## Page

On Tue, Aug 23, 2005 at 12:21:39PM -0700, Matthew Elvey wrote:
No, that doesn't address my concern from a previous email:

On 8/19/05 2:18 PM, Matthew Elvey sent forth electrons to convey:
...[If] a Sieve script running on Dest  encounters a 'refuse', and 
sends a 550 to Relay 2, if Relay 2 then generates a bounce, instead of 
sending a 550 to MSA, then Dest MUST NOT be considered compliant with 
'refuse'. 
  +------------+                                    +-----------+
  | Originator |                                    | Recipient |
  +-----+------+                                    +-----------+
        |                                                 ^
        |                    Internet                     |
        |                    ___^___                      |
        V                   /       \                     |
    +---------+    +--------+       +---------+      +----+----+
    |         |    |        |       |         |      |         |
    | Source  +--->| MSA    +------>|  Relay2 +----> |  Dest   |
    |         |    |        |       |         |      |         |
    +----+----+    +--------+       +---------+      +---------+

                                \_________Destination_AU__________/


That's why we need something like "between Administrative Units" of 
"over the open Internet".

Yeah, I'd been kind of stewing on that for a while :-)

I think there's some schizophrenia in this discussion as relates to
refuse compliance.  There's one view of compliance that you get when you
focus on any given piece, and another when you combine that piece with
other pieces into a system.  To me, the idea is to make the pieces
compliant, and build compliant systems out of it.  Thus the spec should
say how to make compliant pieces, probably with a discussion about how the
pieces fit into the overall mail system.

If a Sieve implementation exists only in a tool that implements LMTP,
and it does indeed generate a 5xx LMTP response from a refuse verb, then
that specific tool could be viewed as refuse-compliant.  If that tool is
being called by some other program that delivers messages that are
already queued (as LMTP is described in rfc2033 as doing), then that
queue-running tool will probably generate a bounce response, and you
then have system that doesn't implement refuse correctly even if though
the Sieve implementation does.

## Supplied data
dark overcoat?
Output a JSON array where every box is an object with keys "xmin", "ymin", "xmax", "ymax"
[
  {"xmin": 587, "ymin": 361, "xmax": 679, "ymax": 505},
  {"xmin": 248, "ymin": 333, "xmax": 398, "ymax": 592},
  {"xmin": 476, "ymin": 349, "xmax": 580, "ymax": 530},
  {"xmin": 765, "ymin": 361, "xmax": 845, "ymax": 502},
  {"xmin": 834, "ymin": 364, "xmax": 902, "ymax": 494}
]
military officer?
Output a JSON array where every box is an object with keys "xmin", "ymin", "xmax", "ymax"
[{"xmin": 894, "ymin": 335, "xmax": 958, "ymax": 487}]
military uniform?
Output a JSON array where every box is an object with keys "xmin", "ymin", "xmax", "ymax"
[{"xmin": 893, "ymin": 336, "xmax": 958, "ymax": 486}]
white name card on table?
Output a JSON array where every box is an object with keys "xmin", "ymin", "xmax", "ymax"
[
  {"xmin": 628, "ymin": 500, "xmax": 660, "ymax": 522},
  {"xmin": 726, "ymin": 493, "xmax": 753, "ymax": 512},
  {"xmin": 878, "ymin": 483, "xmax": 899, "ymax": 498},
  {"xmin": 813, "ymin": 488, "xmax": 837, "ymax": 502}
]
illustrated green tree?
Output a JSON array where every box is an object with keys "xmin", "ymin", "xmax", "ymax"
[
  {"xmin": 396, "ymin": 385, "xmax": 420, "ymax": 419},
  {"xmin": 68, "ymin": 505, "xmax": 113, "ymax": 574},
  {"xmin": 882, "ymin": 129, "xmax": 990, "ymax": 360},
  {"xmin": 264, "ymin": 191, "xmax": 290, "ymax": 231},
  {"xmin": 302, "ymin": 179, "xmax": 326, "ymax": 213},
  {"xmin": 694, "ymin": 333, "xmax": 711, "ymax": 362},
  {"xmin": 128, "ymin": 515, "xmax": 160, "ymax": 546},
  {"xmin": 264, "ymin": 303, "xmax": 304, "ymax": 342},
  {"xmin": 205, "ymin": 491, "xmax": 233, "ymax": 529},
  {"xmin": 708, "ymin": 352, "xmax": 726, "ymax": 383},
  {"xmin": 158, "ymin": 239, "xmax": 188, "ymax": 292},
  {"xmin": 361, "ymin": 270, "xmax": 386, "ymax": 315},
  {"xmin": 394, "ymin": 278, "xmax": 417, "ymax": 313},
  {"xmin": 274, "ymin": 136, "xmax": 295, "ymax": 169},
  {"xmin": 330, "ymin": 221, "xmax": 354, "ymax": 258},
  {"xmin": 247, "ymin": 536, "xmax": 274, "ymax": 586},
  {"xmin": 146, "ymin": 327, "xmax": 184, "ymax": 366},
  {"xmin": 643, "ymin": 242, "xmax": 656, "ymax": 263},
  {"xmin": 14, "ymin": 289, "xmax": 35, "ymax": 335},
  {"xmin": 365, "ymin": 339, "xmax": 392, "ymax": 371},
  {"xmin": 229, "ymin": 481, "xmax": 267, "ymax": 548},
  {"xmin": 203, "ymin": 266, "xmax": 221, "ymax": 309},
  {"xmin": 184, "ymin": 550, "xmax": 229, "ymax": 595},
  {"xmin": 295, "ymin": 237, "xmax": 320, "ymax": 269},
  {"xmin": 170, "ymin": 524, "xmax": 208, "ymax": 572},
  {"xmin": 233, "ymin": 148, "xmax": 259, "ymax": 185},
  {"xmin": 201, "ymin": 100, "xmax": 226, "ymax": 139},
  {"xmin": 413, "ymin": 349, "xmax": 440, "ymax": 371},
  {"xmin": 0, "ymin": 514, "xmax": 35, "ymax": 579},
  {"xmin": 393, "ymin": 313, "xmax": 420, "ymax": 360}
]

## Given exercise
Change "compliant systems" to "conforming systems" in the message and reproduce it from "That's why we" up to and including "overall mail system.". The entries have no connection to the message.

## Task solution
That's why we need something like "between Administrative Units" of 
"over the open Internet".

Yeah, I'd been kind of stewing on that for a while :-)

I think there's some schizophrenia in this discussion as relates to
refuse compliance.  There's one view of compliance that you get when you
focus on any given piece, and another when you combine that piece with
other pieces into a system.  To me, the idea is to make the pieces
compliant, and build conforming systems out of it.  Thus the spec should
say how to make compliant pieces, probably with a discussion about how the
pieces fit into the overall mail system.